[Directions]
Print, word for word, the lines in the records below from the line holding "Locate the grey cloud" through the line holding "TARGET: grey cloud layer", both included. Leave any pictures out of your answer.

[Rows]
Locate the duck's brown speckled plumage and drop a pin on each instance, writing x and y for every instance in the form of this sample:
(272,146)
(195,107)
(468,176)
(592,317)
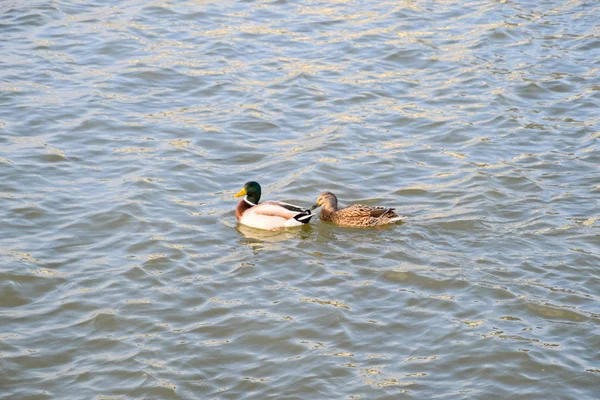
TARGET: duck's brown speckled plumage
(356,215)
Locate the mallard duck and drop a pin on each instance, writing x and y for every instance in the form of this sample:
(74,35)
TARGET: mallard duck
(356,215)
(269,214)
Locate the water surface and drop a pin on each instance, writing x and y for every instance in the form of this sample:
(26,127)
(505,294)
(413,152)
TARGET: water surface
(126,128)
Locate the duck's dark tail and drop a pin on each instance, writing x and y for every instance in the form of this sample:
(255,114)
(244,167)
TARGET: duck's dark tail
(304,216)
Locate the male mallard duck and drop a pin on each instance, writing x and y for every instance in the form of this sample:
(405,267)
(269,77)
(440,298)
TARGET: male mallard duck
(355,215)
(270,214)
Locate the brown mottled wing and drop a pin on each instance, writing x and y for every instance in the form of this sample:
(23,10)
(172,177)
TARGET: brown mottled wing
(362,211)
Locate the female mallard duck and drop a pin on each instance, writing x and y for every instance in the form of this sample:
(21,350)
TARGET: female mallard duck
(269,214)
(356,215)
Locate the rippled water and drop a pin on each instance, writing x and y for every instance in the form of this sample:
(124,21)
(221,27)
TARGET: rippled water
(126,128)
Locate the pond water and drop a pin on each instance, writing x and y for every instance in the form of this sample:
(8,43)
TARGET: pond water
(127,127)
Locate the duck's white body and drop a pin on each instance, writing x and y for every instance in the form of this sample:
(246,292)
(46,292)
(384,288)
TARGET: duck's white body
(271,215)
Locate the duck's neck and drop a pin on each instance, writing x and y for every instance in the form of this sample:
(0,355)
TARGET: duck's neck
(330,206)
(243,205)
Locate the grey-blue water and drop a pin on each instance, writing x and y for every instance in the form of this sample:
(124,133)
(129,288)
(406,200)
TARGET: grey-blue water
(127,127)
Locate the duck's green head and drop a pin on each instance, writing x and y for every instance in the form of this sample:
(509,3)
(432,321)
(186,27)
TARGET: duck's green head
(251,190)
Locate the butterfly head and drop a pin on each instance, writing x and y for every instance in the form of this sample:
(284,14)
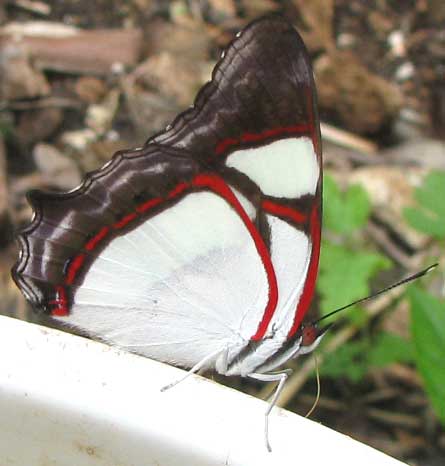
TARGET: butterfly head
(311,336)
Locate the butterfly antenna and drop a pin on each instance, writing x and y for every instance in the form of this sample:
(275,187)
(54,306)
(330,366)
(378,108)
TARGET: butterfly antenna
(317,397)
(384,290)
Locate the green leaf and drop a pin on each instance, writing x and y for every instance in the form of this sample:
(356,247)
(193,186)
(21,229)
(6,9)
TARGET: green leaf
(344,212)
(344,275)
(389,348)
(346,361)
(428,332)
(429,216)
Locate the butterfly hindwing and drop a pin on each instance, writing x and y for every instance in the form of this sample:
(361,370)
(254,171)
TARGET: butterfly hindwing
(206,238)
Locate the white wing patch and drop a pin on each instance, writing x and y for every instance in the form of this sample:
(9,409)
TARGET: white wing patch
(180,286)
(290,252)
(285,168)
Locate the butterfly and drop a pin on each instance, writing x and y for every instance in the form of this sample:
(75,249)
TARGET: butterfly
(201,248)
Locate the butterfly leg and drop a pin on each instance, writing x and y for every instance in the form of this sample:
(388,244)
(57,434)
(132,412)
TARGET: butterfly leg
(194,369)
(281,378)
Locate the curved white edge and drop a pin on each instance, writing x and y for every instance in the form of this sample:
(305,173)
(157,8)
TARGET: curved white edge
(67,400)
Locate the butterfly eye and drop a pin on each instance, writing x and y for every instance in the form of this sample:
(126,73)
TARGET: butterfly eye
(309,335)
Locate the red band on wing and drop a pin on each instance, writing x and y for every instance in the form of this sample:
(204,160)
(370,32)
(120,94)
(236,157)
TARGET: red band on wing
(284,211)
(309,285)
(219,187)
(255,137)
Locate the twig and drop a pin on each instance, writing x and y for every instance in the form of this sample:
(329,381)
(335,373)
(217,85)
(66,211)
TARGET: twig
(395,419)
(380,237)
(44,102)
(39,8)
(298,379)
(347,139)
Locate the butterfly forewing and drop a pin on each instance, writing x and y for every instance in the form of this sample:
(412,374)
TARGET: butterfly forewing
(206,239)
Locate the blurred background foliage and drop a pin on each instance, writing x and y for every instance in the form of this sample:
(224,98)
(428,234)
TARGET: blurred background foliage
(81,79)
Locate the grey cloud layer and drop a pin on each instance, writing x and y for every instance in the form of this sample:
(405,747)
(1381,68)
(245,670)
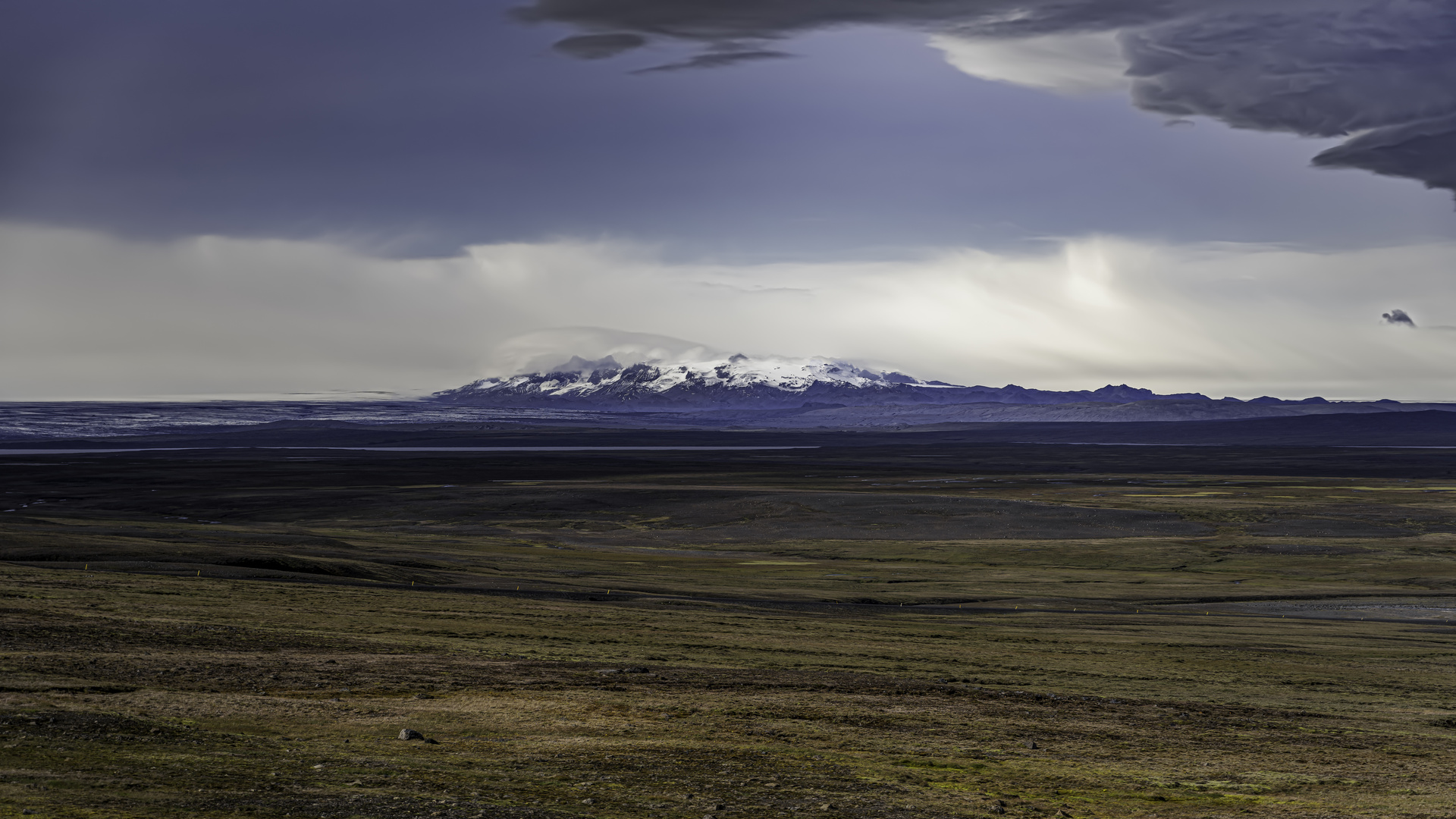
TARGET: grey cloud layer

==

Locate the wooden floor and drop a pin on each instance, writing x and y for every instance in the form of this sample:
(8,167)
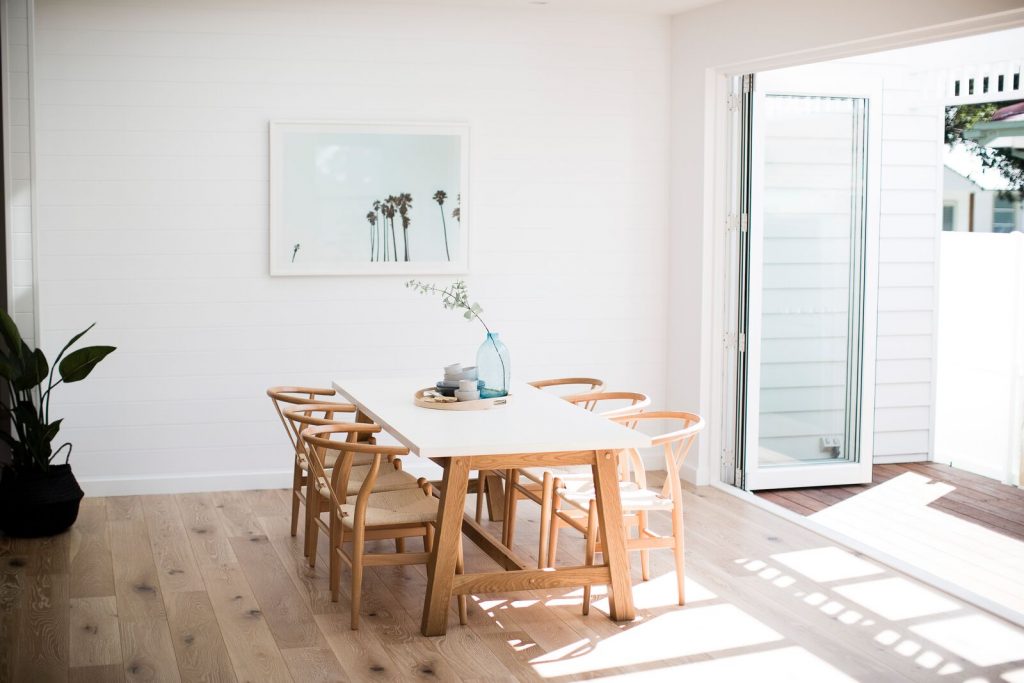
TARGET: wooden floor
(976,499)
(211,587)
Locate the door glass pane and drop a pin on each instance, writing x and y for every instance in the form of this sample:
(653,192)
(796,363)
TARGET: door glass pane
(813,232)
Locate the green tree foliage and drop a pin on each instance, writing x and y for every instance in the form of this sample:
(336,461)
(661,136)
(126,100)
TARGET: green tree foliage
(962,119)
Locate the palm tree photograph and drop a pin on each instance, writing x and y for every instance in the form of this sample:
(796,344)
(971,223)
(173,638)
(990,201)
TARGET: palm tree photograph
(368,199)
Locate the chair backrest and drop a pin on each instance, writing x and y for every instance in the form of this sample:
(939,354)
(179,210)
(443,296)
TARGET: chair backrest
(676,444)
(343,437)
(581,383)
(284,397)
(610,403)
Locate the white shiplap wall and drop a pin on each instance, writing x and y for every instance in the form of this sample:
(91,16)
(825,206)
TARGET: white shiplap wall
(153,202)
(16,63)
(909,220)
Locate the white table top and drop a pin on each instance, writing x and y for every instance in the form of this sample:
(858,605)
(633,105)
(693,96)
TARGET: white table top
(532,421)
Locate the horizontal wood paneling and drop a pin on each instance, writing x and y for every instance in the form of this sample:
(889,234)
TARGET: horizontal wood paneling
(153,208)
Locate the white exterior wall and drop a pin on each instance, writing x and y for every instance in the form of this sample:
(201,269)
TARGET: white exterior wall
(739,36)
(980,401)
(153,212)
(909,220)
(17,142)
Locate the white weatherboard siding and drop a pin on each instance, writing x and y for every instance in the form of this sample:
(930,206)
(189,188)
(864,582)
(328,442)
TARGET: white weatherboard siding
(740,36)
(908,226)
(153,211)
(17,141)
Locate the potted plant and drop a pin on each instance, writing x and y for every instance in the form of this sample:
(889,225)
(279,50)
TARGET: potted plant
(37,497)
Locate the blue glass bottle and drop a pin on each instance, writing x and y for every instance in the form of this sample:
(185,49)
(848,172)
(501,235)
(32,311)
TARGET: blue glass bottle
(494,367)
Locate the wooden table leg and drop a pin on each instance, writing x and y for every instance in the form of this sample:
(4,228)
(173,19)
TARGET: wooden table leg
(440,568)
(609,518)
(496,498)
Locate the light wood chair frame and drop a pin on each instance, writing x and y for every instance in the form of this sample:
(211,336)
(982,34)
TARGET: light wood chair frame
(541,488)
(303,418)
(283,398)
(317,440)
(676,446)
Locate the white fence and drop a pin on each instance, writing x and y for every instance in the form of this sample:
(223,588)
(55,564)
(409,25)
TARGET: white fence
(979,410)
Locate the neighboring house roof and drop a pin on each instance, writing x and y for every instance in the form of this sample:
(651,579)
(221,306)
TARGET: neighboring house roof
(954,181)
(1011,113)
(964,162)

* * *

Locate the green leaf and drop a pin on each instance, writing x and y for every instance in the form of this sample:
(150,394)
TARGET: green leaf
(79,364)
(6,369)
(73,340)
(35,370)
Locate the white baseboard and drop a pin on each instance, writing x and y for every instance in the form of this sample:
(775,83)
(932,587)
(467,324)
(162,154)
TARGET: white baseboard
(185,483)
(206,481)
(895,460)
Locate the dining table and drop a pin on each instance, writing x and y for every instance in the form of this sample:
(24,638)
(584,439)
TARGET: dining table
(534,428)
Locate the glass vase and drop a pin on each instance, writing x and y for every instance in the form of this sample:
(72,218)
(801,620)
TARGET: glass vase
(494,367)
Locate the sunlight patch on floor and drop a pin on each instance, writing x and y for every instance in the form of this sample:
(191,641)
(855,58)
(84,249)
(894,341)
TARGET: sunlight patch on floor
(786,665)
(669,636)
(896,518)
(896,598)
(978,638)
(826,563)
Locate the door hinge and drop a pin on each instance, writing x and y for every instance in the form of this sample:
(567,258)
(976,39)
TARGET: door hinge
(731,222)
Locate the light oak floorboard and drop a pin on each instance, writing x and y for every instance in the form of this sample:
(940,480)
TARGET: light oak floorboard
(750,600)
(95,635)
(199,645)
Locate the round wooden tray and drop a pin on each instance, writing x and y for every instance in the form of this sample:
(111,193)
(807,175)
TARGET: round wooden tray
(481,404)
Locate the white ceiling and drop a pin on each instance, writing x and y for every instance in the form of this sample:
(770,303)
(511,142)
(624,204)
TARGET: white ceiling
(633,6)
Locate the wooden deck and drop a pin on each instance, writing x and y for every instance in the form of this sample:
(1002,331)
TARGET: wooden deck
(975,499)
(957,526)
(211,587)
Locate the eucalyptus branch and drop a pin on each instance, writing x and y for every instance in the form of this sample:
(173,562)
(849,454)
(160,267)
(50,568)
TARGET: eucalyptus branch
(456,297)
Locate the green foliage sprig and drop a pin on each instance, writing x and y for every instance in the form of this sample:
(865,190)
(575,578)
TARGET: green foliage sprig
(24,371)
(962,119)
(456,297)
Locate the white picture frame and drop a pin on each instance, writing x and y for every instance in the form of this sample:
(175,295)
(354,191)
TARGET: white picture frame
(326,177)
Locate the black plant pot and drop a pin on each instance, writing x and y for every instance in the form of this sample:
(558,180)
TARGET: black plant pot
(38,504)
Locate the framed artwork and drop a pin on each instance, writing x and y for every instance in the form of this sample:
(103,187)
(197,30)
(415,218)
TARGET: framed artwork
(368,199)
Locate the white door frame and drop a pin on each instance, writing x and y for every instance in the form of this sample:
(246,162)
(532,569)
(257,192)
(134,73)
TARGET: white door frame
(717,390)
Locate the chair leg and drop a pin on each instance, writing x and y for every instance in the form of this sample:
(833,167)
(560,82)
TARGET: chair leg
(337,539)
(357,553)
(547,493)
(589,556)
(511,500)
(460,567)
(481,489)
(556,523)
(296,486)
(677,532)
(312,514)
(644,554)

[The result]
Locate the grey cloud layer and drop a pin on each instance, writing x and y for every instance in the form of this sample:
(405,747)
(1381,68)
(245,670)
TARGET: grey cloud layer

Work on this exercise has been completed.